- Aim of the task
Could you write out, word for word, everything from the line containing "Can you spot the middle" down to the line containing "x=102, y=322", both ends included, and nothing else?

- The records
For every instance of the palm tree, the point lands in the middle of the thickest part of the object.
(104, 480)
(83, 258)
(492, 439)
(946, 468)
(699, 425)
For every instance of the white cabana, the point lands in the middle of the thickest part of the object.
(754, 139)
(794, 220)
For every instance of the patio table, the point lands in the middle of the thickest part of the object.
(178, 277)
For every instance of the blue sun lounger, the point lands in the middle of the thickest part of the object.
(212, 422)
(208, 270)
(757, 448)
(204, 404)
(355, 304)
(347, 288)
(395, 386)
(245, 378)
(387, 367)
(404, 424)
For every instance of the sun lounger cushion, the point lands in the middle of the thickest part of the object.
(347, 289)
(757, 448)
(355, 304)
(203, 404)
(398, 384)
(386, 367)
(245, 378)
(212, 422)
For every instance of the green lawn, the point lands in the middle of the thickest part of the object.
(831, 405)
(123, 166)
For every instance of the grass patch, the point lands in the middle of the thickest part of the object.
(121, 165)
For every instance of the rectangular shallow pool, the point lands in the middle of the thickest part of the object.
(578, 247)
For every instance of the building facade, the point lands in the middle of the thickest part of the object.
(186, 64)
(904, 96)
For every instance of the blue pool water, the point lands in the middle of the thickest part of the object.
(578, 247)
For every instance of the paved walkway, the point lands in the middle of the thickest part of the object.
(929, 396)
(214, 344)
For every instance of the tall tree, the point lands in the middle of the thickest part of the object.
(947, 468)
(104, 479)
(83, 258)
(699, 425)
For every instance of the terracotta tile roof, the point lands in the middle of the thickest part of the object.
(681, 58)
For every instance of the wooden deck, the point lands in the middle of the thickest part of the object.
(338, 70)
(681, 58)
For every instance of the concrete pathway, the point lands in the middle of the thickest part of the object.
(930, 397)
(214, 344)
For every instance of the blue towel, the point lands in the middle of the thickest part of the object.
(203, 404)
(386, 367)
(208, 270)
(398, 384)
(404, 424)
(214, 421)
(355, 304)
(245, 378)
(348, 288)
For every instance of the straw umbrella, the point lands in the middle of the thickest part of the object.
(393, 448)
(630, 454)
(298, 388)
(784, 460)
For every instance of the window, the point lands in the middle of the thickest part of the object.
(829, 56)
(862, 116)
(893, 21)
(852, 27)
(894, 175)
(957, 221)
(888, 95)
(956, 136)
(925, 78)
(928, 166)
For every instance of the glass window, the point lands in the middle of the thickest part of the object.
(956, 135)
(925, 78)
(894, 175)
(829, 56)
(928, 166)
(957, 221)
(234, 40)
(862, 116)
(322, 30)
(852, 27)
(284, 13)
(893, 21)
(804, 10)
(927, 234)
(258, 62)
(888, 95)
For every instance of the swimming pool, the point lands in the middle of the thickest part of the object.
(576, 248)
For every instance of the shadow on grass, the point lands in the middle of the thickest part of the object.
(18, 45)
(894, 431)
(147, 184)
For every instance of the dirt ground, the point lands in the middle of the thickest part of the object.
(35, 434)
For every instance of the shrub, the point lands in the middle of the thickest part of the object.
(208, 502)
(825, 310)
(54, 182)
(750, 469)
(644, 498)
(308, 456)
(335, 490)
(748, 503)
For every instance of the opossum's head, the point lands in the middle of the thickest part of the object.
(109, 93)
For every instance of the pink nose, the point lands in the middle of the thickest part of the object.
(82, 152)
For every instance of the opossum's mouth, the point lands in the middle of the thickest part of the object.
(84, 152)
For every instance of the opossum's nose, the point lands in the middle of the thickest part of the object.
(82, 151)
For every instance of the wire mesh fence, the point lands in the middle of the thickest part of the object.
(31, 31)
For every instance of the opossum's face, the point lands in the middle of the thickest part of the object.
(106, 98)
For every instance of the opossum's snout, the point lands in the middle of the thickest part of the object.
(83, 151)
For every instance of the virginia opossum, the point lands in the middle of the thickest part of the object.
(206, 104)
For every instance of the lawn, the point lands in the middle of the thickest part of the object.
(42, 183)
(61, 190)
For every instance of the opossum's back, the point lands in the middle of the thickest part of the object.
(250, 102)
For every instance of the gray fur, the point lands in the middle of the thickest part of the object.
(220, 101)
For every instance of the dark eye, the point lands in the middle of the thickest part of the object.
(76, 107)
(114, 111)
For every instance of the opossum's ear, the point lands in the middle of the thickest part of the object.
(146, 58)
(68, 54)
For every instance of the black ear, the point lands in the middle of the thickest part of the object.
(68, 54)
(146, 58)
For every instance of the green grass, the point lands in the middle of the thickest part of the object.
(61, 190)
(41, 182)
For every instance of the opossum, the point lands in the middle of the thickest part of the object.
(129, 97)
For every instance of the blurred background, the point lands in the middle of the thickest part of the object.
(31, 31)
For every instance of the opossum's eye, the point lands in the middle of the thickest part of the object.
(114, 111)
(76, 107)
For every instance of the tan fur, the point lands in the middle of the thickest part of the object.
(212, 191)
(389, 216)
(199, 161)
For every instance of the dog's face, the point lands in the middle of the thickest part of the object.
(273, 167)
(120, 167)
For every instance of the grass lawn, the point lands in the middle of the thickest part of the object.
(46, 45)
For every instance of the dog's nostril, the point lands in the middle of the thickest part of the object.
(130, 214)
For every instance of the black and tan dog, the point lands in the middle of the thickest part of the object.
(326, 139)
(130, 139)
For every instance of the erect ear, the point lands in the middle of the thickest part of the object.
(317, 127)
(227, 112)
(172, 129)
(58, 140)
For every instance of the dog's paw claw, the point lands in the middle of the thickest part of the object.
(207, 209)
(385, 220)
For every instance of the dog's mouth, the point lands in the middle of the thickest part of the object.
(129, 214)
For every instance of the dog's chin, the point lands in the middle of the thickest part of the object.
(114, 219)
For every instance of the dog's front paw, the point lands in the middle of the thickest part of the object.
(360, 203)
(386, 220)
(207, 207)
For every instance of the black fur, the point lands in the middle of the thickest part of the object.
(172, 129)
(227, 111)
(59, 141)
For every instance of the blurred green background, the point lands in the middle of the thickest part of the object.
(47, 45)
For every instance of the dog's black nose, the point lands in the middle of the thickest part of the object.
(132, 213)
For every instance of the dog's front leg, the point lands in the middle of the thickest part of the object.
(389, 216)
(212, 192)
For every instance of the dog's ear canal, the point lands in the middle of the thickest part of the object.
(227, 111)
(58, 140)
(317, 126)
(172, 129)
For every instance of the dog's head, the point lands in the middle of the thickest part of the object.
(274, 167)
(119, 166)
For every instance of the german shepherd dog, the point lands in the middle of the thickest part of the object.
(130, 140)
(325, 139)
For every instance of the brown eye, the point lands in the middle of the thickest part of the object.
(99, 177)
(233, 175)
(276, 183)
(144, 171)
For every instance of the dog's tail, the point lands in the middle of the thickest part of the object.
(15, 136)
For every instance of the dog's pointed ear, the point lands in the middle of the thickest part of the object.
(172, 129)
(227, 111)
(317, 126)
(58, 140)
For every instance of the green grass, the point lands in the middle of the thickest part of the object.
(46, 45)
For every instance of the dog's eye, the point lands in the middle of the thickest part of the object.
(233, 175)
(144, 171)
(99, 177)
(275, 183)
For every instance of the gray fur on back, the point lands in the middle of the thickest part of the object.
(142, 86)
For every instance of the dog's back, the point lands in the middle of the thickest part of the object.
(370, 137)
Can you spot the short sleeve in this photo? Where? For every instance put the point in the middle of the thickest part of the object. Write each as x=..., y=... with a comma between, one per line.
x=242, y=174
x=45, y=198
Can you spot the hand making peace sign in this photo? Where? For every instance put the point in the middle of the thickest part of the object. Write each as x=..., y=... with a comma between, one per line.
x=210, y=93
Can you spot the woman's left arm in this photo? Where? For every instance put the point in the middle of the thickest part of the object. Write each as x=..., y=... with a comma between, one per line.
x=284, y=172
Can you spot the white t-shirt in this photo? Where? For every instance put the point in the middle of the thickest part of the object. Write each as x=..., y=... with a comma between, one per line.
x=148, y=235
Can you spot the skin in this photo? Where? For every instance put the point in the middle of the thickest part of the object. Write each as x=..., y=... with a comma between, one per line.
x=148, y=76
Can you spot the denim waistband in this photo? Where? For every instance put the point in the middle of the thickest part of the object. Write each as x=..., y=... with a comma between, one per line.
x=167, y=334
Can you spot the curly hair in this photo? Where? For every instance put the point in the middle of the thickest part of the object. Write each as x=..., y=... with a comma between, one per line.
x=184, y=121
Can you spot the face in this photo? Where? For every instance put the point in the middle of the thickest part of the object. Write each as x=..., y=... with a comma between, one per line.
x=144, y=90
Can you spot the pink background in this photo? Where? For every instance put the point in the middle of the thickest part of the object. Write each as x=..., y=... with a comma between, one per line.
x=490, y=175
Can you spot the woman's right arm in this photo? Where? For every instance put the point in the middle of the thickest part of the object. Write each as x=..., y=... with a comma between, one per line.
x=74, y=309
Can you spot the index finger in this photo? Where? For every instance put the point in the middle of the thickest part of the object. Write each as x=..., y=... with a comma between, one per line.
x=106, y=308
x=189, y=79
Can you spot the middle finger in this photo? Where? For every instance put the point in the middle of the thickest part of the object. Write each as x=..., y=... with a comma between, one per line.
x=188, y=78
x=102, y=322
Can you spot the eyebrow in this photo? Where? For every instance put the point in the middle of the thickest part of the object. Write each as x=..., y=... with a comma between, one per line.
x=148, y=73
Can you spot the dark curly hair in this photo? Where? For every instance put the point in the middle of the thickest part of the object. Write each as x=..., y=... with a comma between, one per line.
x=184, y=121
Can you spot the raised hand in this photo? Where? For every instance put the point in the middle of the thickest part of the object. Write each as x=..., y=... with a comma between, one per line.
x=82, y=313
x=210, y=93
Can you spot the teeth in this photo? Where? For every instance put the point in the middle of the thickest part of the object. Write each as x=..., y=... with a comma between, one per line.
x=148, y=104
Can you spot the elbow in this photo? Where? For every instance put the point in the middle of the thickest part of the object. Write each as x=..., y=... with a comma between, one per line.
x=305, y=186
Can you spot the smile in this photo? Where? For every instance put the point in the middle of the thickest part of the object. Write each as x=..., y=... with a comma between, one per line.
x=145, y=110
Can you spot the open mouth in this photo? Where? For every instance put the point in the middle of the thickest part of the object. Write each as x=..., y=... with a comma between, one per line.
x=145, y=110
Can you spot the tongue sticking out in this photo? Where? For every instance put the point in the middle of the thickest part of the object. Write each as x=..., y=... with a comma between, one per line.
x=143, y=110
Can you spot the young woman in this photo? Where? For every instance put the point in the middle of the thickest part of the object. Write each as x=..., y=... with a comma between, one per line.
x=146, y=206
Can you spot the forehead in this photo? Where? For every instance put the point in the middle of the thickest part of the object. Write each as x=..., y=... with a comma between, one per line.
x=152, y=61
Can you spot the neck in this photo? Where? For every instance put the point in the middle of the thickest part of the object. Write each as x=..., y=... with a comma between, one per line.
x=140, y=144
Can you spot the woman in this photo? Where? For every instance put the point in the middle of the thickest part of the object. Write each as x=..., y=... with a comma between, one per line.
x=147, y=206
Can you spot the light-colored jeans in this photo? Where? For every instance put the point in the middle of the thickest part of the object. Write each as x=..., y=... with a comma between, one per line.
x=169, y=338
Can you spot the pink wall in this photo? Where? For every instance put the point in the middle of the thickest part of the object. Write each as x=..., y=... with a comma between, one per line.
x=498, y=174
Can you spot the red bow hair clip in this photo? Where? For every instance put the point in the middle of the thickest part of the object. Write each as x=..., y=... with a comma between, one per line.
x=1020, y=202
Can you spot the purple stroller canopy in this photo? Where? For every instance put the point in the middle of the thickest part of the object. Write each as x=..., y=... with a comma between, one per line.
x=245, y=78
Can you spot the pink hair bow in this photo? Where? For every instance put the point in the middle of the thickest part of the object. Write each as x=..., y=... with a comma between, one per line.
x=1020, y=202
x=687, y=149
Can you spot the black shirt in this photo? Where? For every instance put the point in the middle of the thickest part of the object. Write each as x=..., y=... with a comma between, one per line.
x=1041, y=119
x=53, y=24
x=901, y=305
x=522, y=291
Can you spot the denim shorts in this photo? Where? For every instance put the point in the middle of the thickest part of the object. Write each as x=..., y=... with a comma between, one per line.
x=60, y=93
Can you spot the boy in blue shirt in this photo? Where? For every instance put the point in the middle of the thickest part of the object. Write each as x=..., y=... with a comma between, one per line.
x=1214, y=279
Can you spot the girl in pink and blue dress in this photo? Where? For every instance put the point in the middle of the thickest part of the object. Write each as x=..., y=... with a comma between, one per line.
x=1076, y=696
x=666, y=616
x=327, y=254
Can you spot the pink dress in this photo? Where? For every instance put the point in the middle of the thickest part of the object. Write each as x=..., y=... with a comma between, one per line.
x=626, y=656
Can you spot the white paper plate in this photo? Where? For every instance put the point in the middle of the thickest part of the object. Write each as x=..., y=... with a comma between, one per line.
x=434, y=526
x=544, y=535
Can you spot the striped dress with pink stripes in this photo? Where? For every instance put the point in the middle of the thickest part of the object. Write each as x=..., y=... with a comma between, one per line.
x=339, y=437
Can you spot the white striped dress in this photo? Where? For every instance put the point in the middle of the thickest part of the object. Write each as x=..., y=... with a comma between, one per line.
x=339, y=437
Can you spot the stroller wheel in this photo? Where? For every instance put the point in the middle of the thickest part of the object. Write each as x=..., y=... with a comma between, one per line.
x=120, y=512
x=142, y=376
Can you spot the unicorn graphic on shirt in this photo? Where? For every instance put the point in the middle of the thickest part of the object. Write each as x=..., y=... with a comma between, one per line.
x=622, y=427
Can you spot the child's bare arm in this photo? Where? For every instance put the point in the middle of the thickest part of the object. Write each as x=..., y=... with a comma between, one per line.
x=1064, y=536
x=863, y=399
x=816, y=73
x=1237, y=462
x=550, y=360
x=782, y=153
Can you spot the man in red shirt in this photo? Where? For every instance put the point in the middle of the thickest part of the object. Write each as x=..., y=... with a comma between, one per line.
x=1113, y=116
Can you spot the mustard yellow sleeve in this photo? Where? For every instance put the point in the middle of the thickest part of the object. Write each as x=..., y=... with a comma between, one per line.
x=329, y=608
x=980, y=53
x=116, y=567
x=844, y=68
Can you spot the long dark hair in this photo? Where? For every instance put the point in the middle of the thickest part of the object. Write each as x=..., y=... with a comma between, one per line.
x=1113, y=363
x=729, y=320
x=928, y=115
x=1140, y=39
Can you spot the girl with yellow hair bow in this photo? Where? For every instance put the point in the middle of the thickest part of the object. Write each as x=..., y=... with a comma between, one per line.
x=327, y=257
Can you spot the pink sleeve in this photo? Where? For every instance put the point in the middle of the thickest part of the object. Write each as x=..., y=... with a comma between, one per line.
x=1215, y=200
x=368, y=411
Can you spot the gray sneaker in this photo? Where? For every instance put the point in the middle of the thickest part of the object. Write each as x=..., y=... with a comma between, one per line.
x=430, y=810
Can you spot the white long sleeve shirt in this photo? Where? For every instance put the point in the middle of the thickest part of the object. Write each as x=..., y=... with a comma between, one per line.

- Right answer
Can you spot the middle finger in this photo? Where? For every instance put the point in the middle of the thickest part of the object. Write each as x=..., y=... with a comma between, one per line.
x=188, y=78
x=102, y=322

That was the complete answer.